┌─ Material supplied

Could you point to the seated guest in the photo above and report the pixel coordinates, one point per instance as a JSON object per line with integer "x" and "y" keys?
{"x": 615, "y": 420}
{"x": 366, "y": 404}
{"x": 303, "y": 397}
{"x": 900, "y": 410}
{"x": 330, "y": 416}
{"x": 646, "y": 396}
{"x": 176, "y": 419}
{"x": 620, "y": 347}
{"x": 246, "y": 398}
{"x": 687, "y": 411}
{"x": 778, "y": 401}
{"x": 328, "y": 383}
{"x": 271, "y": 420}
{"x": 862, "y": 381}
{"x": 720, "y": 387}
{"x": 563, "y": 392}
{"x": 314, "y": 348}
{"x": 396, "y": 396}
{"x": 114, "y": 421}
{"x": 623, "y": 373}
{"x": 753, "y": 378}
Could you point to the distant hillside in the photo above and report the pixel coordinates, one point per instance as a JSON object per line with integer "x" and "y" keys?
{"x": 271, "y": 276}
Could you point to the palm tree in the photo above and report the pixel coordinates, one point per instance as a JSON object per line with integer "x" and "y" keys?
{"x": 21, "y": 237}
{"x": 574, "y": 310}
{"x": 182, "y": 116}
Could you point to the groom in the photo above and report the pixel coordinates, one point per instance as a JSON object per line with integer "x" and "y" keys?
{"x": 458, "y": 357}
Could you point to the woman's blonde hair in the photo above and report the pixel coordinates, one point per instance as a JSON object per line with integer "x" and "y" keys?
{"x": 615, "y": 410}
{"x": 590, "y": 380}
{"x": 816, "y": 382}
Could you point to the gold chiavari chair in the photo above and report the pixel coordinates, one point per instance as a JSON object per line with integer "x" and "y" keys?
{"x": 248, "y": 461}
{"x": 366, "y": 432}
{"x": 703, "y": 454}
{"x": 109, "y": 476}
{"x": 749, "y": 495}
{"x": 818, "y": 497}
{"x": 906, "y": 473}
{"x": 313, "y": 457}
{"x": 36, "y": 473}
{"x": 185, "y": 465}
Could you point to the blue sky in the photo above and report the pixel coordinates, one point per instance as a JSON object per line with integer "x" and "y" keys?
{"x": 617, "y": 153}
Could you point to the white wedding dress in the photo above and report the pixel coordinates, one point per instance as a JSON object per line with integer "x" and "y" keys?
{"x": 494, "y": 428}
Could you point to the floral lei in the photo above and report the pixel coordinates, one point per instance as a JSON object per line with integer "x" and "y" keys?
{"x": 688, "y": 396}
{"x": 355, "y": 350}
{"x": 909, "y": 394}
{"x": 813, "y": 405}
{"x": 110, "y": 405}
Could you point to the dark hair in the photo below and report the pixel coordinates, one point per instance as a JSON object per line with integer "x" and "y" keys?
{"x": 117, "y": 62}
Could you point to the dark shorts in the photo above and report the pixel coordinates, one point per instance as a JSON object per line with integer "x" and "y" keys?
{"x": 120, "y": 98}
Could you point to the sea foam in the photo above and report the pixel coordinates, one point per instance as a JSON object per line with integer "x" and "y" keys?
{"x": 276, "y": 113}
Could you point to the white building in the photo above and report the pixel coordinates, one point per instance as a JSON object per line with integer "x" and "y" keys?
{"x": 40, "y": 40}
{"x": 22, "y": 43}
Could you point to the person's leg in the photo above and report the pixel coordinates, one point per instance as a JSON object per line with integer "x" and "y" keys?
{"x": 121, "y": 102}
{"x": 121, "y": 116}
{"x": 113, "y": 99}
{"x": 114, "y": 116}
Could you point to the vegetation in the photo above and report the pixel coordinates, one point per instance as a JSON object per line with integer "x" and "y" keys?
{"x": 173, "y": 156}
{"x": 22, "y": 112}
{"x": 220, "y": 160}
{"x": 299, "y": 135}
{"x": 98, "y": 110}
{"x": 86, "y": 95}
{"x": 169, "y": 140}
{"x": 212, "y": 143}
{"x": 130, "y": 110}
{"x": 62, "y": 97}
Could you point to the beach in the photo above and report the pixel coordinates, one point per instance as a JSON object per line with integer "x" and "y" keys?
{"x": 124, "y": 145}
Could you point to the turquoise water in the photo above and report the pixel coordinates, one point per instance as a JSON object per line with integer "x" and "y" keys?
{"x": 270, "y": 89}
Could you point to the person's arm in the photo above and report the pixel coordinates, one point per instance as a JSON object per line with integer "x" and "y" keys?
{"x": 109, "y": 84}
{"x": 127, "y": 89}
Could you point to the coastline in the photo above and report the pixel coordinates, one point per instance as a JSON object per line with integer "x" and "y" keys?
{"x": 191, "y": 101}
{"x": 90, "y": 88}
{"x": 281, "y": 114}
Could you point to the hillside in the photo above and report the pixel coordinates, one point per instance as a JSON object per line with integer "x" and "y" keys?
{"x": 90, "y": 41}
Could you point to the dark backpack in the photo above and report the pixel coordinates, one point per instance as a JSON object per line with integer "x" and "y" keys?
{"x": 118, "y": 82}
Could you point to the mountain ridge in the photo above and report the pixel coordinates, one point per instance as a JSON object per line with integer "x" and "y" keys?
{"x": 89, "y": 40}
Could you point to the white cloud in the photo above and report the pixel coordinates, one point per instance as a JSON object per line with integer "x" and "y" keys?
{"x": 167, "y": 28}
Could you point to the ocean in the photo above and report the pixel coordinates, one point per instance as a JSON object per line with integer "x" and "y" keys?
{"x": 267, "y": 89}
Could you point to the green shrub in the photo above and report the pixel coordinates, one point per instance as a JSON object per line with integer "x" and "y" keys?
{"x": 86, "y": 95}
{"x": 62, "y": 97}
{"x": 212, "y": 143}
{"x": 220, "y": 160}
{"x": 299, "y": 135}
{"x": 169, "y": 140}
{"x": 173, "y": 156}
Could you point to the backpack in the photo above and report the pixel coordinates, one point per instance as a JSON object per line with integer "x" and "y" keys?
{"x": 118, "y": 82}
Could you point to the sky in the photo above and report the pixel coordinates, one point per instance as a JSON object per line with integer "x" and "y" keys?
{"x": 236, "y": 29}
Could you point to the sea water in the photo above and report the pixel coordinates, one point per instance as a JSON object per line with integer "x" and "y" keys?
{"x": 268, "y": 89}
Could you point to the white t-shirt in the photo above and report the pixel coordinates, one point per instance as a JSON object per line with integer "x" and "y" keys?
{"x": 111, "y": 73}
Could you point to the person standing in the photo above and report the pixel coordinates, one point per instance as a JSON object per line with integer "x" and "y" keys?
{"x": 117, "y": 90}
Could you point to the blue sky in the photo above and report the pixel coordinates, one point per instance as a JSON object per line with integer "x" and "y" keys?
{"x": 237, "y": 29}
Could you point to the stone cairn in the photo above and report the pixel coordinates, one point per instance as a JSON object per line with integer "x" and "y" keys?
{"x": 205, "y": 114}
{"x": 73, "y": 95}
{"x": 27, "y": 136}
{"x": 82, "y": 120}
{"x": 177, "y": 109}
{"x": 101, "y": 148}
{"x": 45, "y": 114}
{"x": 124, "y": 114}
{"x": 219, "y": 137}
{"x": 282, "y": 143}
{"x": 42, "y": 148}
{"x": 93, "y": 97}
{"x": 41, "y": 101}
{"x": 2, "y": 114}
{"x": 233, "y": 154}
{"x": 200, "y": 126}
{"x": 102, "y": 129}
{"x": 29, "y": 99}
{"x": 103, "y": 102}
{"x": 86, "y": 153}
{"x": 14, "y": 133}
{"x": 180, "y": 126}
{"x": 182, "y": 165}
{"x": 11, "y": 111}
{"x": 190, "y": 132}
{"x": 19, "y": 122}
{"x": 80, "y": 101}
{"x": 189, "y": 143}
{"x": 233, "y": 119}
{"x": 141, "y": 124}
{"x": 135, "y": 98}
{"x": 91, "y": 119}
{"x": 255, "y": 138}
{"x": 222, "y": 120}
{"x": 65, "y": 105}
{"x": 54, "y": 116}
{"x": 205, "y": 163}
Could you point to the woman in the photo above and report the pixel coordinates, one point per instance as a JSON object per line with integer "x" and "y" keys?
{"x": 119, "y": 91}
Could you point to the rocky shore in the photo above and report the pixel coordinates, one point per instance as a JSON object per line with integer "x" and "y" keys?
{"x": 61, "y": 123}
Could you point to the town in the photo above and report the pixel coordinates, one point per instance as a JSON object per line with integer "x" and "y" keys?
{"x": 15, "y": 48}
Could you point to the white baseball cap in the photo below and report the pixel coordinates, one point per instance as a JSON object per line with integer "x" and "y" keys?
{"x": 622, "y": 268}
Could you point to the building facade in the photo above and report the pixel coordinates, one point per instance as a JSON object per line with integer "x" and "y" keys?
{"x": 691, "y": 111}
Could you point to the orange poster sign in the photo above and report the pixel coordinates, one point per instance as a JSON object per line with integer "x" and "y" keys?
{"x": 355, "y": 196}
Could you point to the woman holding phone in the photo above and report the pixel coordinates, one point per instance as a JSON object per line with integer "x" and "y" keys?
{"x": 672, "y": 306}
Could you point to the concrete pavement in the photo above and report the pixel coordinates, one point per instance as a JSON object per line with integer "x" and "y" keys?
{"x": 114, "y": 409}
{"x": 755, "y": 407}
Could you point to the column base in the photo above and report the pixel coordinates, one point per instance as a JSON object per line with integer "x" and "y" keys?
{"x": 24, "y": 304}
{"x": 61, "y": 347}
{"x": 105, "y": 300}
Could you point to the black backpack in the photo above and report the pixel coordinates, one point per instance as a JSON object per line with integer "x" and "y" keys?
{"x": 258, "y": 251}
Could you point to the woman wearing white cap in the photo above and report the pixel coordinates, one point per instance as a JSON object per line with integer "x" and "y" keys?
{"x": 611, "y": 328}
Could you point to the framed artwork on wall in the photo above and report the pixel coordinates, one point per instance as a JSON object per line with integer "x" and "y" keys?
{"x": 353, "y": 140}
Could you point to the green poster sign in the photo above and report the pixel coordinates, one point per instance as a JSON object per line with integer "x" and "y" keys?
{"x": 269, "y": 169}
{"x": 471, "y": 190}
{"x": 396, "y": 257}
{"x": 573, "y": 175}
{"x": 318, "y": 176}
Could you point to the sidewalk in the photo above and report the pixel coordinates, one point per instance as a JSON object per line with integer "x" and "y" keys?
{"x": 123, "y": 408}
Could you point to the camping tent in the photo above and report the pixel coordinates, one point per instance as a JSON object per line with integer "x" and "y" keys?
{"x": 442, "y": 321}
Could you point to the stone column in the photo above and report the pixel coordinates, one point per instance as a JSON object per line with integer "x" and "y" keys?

└─

## [Short exercise]
Copy out exactly the lines running from the line with "Could you point to the framed" to the end of the records, inclusive.

## [Final result]
Could you point to the framed artwork on wall in the photo above and report the pixel coordinates, one point per instance as a JSON object per line with integer "x" and "y" keys?
{"x": 353, "y": 140}
Could you point to the green poster sign in the photo above and report the pixel coordinates, one point per instance as a JSON object per line with integer "x" and "y" keys?
{"x": 269, "y": 169}
{"x": 471, "y": 190}
{"x": 396, "y": 257}
{"x": 573, "y": 175}
{"x": 318, "y": 176}
Could you point to the sidewalk in the photo above and report the pixel coordinates, one point per instance as a JSON object per line with integer "x" and "y" keys?
{"x": 123, "y": 408}
Could you point to the camping tent in the photo above and report the pixel coordinates, one point per instance as a JSON object per line with integer "x" and "y" keys?
{"x": 442, "y": 321}
Could you point to the stone column in the photo above and report the pixel coordinates, one point per instance as a JSON object per line with integer "x" and "y" keys?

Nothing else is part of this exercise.